Apply what you read:
• a. Please summarize the Haden Appliances text in two sentences.
• b. Reproduce the Haden Appliances text from "Haden Appliances was" to "the United States.".

British Motorcycle brand

Haden Appliances (branded as Haden) is a British brand of kitchen appliances that include kettles, toasters and coffee makers. It was spun out of motorbike manufacturer Haden Motorcycles in 1958 by its then owner with purpose of manufacturing kettles.

It became one of the first companies in the United Kingdom to manufacture electric kettles. The company was acquired by a string of United States based owner, who continued to produce products under the brand name. The brand has been owned by Sabichi since 2016.

== History ==
A British motorcycle company from Birmingham, A.H. Haden Motorcycles became “Haden Bros” after Donald William Haden and Denis Howard Haden, took over the business after 1937.

Haden, as the appliance brand was founded in 1958 after Denis Howard Haden founded his own, separate company, D.H. Haden Ltd. to focus his efforts on manufacturing kettles.

Haden Appliances was purchased by Pifco in 2000. and production at the company's Burntwood factory ceased the following year. Pifco was later acquired in 2001 which meant the brand fell under the ownership of US company Salton Group and then Spectrum Brands before being sold to homewares business company Sabichi in 2016. In 2019 Haden Appliance branded products were for the first time launched in the United States.

== Sales ==
Haden products retail in the UK and the United States and other countries.

Recorded data:
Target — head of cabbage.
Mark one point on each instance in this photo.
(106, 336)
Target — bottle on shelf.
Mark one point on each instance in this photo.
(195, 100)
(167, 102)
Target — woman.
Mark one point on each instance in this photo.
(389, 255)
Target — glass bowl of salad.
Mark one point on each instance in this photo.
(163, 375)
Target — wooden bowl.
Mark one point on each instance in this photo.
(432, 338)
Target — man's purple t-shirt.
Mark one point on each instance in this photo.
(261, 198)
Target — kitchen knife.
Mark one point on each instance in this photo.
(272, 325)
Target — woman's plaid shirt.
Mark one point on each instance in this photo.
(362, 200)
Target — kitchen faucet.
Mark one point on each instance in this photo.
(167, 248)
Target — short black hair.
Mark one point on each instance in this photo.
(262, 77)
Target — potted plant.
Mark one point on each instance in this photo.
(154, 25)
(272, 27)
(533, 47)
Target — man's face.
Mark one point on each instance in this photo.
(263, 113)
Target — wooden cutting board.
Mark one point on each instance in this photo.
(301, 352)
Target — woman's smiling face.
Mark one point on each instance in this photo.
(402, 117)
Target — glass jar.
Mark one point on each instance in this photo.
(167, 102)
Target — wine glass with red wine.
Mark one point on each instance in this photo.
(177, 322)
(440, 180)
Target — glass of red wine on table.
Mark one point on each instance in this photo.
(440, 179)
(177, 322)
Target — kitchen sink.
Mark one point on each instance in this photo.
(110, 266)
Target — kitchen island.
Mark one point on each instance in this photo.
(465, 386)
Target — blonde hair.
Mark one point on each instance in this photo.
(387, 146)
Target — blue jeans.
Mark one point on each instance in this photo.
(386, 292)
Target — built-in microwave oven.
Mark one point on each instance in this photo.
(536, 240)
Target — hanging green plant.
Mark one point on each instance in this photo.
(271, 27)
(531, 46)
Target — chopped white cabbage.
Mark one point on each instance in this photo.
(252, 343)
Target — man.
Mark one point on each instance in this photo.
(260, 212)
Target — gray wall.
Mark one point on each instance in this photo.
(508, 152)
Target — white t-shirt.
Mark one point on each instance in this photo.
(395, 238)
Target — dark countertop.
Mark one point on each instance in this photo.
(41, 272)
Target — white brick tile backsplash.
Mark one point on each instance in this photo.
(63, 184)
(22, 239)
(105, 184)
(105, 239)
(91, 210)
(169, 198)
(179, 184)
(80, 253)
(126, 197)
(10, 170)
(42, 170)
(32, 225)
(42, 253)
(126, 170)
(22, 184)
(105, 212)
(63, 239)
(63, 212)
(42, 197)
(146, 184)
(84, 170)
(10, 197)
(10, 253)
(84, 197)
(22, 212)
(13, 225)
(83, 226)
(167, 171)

Task responses:
• a. Haden Appliances is a British brand of kitchen appliances, including kettles, toasters and coffee makers, that was spun out of Haden Motorcycles in 1958 when Denis Howard Haden founded D.H. Haden Ltd. to manufacture kettles. After Pifco bought it in 2000, the brand passed to Salton Group and then Spectrum Brands before Sabichi acquired it in 2016, and in 2019 Haden products launched in the United States for the first time.

• b.
Haden Appliances was purchased by Pifco in 2000. and production at the company's Burntwood factory ceased the following year. Pifco was later acquired in 2001 which meant the brand fell under the ownership of US company Salton Group and then Spectrum Brands before being sold to homewares business company Sabichi in 2016. In 2019 Haden Appliance branded products were for the first time launched in the United States.